CUMMING, Ga. — Since she was a child, Dr. Gale Galland has always loved animals.
Today, she lives in Cumming and although she says she’s semi-retired, she works part-time between the Centers for Disease Control in Atlanta and the Forsyth Animal Hospital.
For her work with the CDC, Galland was recognized at the American Medical Veterinary Association’s convention in Denver, Colo. July 25-29 with the Public Service Award.
“It was a complete surprise,” Galland said. “It meant a whole lot to me that they thought enough about me and my career to nominate me for this award. It was really special.”
Leading the Importations and Animal Contact Team, Galland handled imported animals and animal products, especially primates, as one of her jobs during her 21 years with the CDC.
Once, when there was a loose monkey on a large container ship, Galland climbed a rope ladder from a small Coast Guard boat to rescue the animal, said Adam Langer, a CDC colleague, in a recommendation letter.
“There is literally no one who is Dr. Galland’s equal with regard to the regulatory, public health, and medical issues surrounding the ongoing use of nonhuman primates in research,” Langer said.
When she graduated from the University of Georgia in 1986, Galland worked full time at the Forsyth Animal Hospital and has helped out ever since.
“I’ve always had a love for animals,” said Galland.
Dr. Bill Avra of Forsyth Animal Hospital recalled Galland’s early years there.
“I’d leave the clinic at noon on a Saturday when we closed. I’d come back at seven at night, and she’d still be sitting with a dog to make sure it was okay,” Avra said. ““She’s a very devoted veterinarian.”
Colleagues described Galland as having a calm, humble personality.
“I’m not used to being the center of attention,” Galland said. “I’m a little embarrassed.”
Galland said that even though she is semi-retired, she enjoys her work at the CDC.
“I didn’t want to leave it,” she said. “I’ve learned so much. It’s been a really good, educational career for me.”

**Questions on the material**
(1) Answer these questions from the article about Dr. Gale Galland:
(a) In which city was the convention held where she received the Public Service Award?
(b) How many years did she spend with the CDC?
(c) In what year did she graduate from the University of Georgia?
(2) Please quote the article about Dr. Gale Galland, beginning at the words "Today, she lives" and stopping after "with the CDC.".

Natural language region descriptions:
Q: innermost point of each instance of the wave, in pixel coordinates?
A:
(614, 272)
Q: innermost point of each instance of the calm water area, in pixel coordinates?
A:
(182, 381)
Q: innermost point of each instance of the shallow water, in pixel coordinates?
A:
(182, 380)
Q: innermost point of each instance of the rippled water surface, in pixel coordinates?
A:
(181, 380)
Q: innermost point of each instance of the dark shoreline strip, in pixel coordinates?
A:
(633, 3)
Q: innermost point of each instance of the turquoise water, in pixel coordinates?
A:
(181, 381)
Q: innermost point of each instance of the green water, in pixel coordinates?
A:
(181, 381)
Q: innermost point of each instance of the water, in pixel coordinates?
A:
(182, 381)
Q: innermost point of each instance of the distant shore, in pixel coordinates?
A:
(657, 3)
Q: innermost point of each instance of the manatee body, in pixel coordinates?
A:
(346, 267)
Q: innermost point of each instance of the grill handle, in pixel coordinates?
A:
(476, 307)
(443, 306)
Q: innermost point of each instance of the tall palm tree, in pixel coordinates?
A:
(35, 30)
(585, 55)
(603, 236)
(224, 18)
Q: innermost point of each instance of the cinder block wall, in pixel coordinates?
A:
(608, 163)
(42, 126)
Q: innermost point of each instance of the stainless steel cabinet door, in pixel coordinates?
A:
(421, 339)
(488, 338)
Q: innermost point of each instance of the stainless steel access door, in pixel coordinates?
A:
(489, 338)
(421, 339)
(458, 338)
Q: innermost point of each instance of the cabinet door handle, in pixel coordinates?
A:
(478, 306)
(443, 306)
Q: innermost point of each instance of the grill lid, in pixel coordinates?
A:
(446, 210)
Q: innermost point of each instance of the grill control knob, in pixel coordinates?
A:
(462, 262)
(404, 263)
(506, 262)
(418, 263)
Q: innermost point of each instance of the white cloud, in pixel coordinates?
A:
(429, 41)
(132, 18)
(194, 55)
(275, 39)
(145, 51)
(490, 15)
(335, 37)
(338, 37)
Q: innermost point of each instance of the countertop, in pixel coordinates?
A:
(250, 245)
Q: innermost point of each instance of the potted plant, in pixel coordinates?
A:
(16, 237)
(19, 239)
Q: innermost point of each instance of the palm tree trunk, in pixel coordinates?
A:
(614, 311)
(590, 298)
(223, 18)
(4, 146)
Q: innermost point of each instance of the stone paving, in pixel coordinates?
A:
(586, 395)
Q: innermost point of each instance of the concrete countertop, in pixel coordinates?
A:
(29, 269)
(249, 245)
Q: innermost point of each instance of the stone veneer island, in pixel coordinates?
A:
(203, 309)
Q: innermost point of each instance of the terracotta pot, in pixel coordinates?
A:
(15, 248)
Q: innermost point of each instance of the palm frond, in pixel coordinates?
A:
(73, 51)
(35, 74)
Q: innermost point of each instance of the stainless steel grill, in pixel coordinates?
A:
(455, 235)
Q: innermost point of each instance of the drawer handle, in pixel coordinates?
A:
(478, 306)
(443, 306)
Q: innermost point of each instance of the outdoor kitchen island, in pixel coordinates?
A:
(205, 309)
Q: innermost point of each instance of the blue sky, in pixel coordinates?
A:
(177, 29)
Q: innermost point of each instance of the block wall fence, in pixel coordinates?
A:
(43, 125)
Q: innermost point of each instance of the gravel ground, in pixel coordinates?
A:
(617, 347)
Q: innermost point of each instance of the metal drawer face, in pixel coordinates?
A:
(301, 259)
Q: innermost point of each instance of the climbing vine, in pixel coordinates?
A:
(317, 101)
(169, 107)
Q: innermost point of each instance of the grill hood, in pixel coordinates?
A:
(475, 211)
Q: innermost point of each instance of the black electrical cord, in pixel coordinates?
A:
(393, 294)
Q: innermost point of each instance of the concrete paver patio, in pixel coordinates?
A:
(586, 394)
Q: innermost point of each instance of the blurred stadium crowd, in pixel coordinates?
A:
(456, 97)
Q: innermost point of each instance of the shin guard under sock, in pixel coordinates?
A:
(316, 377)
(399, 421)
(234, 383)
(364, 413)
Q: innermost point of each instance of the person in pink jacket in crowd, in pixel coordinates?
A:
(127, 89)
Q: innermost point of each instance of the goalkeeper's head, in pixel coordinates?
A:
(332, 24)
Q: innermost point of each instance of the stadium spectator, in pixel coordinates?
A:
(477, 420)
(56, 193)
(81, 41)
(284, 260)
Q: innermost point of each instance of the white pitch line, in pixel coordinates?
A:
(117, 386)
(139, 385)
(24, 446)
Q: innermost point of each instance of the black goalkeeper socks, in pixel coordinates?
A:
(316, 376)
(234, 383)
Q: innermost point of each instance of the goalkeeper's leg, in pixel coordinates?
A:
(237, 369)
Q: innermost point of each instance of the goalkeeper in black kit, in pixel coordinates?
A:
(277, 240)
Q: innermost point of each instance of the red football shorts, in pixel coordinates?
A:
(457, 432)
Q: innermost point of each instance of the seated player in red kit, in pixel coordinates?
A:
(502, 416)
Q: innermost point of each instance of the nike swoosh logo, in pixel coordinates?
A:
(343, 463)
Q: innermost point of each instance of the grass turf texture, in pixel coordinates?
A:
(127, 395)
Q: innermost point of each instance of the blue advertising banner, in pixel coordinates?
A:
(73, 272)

**Answer section**
(1)
(a) Denver, Colo.
(b) 21 years
(c) 1986

(2)
Today, she lives in Cumming and although she says she’s semi-retired, she works part-time between the Centers for Disease Control in Atlanta and the Forsyth Animal Hospital.
For her work with the CDC, Galland was recognized at the American Medical Veterinary Association’s convention in Denver, Colo. July 25-29 with the Public Service Award.
“It was a complete surprise,” Galland said. “It meant a whole lot to me that they thought enough about me and my career to nominate me for this award. It was really special.”
Leading the Importations and Animal Contact Team, Galland handled imported animals and animal products, especially primates, as one of her jobs during her 21 years with the CDC.